### Given passage
=-=-=
Short History of World War II - James L. Stokesbury [99]
Finally, the vital military areas, non-Vichy France until late 1942 and all of France after that, Belgium, Greece, and much of the conquered Russian territory, remained basically under the control of the military forces, though subject to incursions by all the other competing authorities. The navy controlled ports, the SS hunted Jews, the labor organizers rounded up forced labor, and on and on.
Through all the conflicts engendered by these competing authorities and diverse relationships, there ran several common threads of exploitation. The German planners, to the extent that they had a consistent philosophy, believed in the self-sufficiency of Europe, and in the creation of an independent closed system, in which Europe’s resources would enable it to live by itself. Though this was never entirely achieved, they did do fairly well at it, and in terms simply of resources and materials, they managed to sustain their war effort much longer than might originally have been expected.
A corollary idea was that in any considerations of priority, Germany was to be supreme, and all the other areas were to serve merely as hewers of wood and drawers of water for the Master Race. Non-German Europe was to be exploited as a colonial area for Germany. How much France or Holland or any other state might be left depended upon how much surplus it could produce over German needs. As the war turned increasingly sour, the demands of the German economy became more voracious, and by late in the war, even the supposedly favored territories such as Holland and Denmark were being ruthlessly looted and exploited to meet German quotas.
The financial underpinning of all this was provided by a series of agreements between Germany and the conquered states, in which the currency value and exchange rates were arbitrarily fixed in favor of the German mark. The mark was pegged artificially high, and competing currencies were fixed artificially low; the result of this was that Germans could buy foreign goods at ludicrously cheap prices, while German goods were far too expensive for non-Germans to afford. This created a one-way flow of manufactured items and luxury goods into Germany, with no corresponding outflow. The Germans also, in the time-honored tradition of conquerors, assessed the occupied countries for the maintenance costs of the armed forces. Thus, Belgium not only was occupied by German troops, the Belgian government had to pay for the privilege.
=-=-=
### Supplied records
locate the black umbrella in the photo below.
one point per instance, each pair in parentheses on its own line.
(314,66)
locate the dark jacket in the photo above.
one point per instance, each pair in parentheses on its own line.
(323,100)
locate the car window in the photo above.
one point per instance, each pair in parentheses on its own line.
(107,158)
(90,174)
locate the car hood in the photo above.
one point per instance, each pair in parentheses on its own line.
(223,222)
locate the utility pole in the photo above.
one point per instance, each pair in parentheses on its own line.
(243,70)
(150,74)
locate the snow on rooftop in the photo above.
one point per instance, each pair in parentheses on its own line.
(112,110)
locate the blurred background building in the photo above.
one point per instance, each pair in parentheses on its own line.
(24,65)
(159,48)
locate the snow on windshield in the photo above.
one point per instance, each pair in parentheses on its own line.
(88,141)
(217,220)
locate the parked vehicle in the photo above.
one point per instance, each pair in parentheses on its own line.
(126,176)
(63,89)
=-=-=
### Stated problem
In the World War II history passage, how were the currency values and exchange rates between Germany and the conquered states fixed?

### Task result
They were arbitrarily fixed in favor of the German mark, with the mark pegged artificially high and competing currencies fixed artificially low.